Article:
>>>>>

La plante qui dans sa lutte infatigable pour l'existence ne parvient à porter que des fleurs étiolées, nous jette soudain, une fois qu'un heureux destin l'a soustraite à cette lutte, le regard de la beauté. Ce que la nature veut nous dire par cette volonté de beauté qui perce partout et tout de suite, il ne devra en être question que plus tard : il nous suffira ici d'avoir attiré l'attention sur cet instinct lui-même, car nous avons quelques chose à apprendre sur le but de l'Etat. La nature s'efforce d'atteindre la beauté : l'ayant atteinte quelque part, elle prend alors soucis de sa reproduction ; elle a besoin pour cela d'un mécanisme hautement artificiel, l'intermédiaire entre le monde animal et le monde végétal, s'il s'agit de perpétuer la belle fleur individuelle. C'est un mécanisme semblable, mais plus artificiel encore que je reconnais dans l'essence de l'Etat, qui me paraît être également, selon son but ultime, une institution d'entretien et de protection pour des individus, pour le génie, si peu que son origine cruelle et son comportement barbare laisse deviner de telles fins. Ici également il nous faut distinguer entre un mirage, que nous cherchons à atteindre avec avidité, et un but effectif que la volonté s'entend à atteindre par nous, peut-être même contre notre conscience. Et dans l'énorme appareil dont est entouré le genre humain, dans la mêlée sauvage où l'on vise les fins égoistes, il s'agit finalement aussi d'individus : mais on a pris soin que ces individus ne puissent pas se réjouir de leur situation anormale. En fin de compte, ils ne sont eux aussi que des outils de la volonté et ils ont à pâtir en eux-mêmes de l'essence de la volonté : mais quelque chose est en eux, pour quoi la ronde des astres et des états est donnée en spectacle. En cela également le monde grec est plus sincère et plus simple que les autres peuples et les autres époques, tout comme d'une façon générale les Grecs ont en commun avec les autres génies d'être comme les enfants et, en tant qu'enfants, fidèles et véridiques. Pour les comprendre, il suffit de savoir parler avec eux.

<<<<<

Données fournies:
>>>>>

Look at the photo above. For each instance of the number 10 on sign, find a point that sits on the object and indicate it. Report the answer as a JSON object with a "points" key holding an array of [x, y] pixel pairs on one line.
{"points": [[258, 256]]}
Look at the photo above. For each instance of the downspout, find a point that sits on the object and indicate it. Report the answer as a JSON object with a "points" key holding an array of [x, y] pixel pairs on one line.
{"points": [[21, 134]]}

<<<<<
>>>>>

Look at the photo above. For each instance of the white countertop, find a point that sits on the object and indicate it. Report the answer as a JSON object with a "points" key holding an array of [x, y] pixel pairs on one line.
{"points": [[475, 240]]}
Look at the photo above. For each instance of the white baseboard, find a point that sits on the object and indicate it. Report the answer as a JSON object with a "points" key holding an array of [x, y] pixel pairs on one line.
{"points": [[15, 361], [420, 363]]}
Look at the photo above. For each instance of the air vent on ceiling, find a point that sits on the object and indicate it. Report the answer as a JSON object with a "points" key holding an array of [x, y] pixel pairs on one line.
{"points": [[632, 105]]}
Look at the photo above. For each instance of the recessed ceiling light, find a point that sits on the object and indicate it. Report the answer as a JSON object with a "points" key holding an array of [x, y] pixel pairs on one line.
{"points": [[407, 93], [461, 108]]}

<<<<<
>>>>>

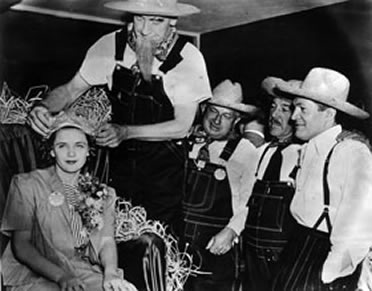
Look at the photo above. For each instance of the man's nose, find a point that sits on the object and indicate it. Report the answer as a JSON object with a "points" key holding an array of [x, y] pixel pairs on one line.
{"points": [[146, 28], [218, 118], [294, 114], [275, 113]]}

<<<<<

Consignes:
**a.** Relevez tous les adjectifs que l'article emploie pour qualifier le monde grec ou les Grecs.
**b.** Traduisez en anglais cette phrase de l'article : « Ici également il nous faut distinguer entre un mirage, que nous cherchons à atteindre avec avidité, et un but effectif que la volonté s'entend à atteindre par nous, peut-être même contre notre conscience. »

Réponses:
**a.** sincère, simple, fidèles, véridiques

**b.** Here too we must distinguish between a mirage, which we eagerly strive to reach, and an actual goal that the will knows how to reach through us, perhaps even against our consciousness.